Esta sublimación de la experiencia ha ido de la mano de una tendencia a
ennoblecer lo cutre. Si toda experiencia es significativa, cualquier cosa es
susceptible de nobleza. De nuevo, es el culinario el ámbito donde más se
aprecia, aunque sucede en cualquier compraventa: las 10 mejores hamburguesas o
pinchos de tortilla, pizzas, patatas bravas, falafeles… Cualquier cosa sencilla
y popular, de las que hay a cientos en todos los barrios, se presenta como
exclusiva. Antiguamente, en Estados Unidos, la etiqueta “best pizza in town”
era un reclamo para gañanes y zampabollos acostumbrados a comer con los dedos.
Hoy acude a su llamada gente con ánimo respetable y pide, junto a la
hamburguesa de nombre más bombástico posible, premiada en el Festival de Cannes
de las hamburguesas, la carta de vinos. Se ha producido así una democratización
del esnobismo, en la que se espera que nos comportemos en la pizzería como el
barón de Charlus en el salón de la duquesa de Guermantes.
En esta operación, lo cutre ha desaparecido del paisaje. Hablo de lo cutre
como categoría, no necesariamente despectiva. Lo cutre no solo como una
expresión bastarda del gusto popular, sino como una resignación orgullosa, si
es que puede haber orgullo en tirar la toalla. Lo cutre como oposición a las
convenciones de la etiqueta y como parte del desenfado de vivir.

.....

Objetivo A
Responde estas preguntas con base en el documento fuente:
(i) ¿En qué ámbito se aprecia más la tendencia a ennoblecer lo cutre?
(ii) ¿Para quiénes era un reclamo antiguamente, en Estados Unidos, la etiqueta “best pizza in town”?
(iii) ¿Cómo se describe lo cutre como categoría en cuanto a su carácter despectivo?
Objetivo B
Resume el documento fuente en dos oraciones.

Listado de datos
.....

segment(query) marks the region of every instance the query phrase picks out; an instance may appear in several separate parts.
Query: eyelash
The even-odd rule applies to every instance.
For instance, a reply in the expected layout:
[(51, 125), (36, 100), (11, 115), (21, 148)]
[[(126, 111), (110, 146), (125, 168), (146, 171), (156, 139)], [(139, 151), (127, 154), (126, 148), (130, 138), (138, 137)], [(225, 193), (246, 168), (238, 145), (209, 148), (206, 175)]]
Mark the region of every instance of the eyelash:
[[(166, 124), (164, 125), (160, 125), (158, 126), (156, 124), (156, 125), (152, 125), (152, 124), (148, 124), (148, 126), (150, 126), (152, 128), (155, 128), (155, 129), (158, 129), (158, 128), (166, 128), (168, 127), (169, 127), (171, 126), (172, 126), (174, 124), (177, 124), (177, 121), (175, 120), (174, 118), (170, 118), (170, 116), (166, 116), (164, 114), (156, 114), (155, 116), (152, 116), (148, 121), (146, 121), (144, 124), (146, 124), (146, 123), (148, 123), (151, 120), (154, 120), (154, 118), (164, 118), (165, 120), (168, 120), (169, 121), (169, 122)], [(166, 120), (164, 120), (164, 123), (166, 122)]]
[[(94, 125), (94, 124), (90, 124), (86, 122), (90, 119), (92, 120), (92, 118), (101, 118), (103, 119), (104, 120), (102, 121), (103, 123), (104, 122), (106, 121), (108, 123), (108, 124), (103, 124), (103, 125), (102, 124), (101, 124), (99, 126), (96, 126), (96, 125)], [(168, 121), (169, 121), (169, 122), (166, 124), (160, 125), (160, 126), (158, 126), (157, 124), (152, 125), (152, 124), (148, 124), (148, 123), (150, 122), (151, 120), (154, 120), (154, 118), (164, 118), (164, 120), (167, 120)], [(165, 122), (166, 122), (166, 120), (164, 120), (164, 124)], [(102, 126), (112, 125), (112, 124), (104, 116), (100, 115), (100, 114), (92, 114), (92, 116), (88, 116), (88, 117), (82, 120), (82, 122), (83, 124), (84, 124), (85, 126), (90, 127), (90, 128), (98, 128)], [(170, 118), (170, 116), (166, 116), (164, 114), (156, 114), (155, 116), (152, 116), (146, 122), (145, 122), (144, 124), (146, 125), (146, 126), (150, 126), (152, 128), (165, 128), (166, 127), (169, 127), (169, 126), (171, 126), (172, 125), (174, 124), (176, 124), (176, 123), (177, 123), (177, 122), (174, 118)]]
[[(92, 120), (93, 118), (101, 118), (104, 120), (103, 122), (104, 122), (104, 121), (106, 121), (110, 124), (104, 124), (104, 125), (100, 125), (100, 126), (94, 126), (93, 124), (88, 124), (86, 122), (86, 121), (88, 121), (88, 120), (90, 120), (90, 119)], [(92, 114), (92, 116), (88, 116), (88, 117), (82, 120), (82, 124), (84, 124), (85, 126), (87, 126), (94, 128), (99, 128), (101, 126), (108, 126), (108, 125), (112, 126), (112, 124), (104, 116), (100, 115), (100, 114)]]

.....

Solución A
(i) En el culinario.
(ii) Para gañanes y zampabollos acostumbrados a comer con los dedos.
(iii) Como una categoría no necesariamente despectiva.

Solución B
La sublimación de la experiencia ha ido de la mano de una tendencia a ennoblecer lo cutre, de modo que cosas sencillas y populares, sobre todo comidas, se presentan como exclusivas en una democratización del esnobismo. Con ello, lo cutre ha desaparecido del paisaje como categoría, entendida no necesariamente como despectiva, sino como una resignación orgullosa y una oposición a las convenciones de la etiqueta.